> [Data excerpts]

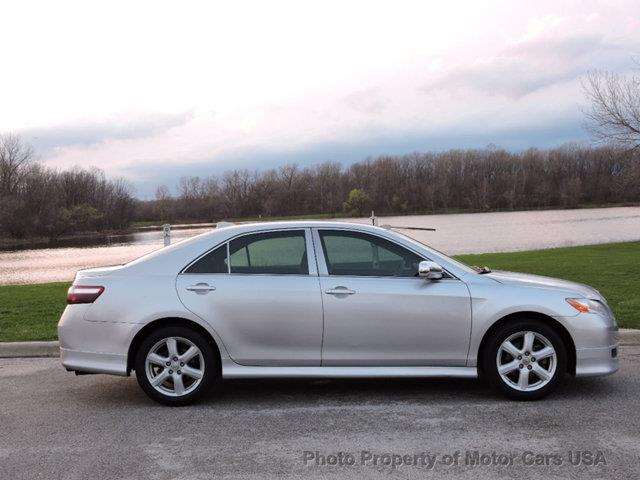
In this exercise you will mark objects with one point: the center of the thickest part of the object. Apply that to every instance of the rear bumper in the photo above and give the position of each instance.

...

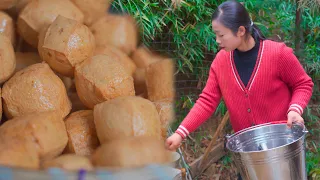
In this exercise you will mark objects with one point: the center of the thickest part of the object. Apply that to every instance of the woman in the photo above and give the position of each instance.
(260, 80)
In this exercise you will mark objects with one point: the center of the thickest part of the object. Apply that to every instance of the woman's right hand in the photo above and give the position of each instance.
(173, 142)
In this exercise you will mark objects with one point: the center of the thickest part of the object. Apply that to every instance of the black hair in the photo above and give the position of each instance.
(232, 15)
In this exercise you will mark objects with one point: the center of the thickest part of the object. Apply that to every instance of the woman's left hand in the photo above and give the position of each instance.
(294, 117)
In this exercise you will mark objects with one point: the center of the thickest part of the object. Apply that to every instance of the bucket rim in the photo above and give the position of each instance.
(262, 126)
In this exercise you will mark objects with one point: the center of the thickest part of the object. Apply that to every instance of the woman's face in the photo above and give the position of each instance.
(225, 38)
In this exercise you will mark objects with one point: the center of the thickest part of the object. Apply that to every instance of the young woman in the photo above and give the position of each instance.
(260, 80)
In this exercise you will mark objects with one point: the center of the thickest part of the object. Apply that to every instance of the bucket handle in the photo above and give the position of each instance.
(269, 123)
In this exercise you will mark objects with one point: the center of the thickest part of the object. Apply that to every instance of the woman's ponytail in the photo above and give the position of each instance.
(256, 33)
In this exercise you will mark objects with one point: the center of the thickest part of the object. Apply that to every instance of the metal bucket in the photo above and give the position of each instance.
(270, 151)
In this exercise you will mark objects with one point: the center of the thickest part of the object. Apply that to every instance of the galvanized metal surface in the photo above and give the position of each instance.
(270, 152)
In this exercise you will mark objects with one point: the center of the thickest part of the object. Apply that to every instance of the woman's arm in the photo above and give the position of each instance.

...

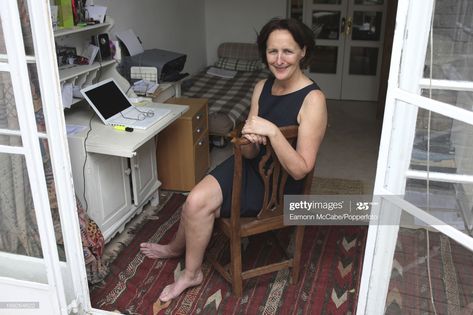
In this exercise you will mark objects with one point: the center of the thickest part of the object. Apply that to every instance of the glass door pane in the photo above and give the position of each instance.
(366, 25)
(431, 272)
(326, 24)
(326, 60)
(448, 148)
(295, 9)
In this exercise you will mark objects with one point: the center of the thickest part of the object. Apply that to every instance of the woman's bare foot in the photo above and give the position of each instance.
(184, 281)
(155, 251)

> [What the task requires] Which lines of the listing above contain the string "handle"? Gather every such line, and count a match only when the case is the same.

> [Result]
In this exercise you will mark objects with one point: the center of the thickest part of the object. Apply that to every instance of the bucket handle in the photo above and give the position of each instance.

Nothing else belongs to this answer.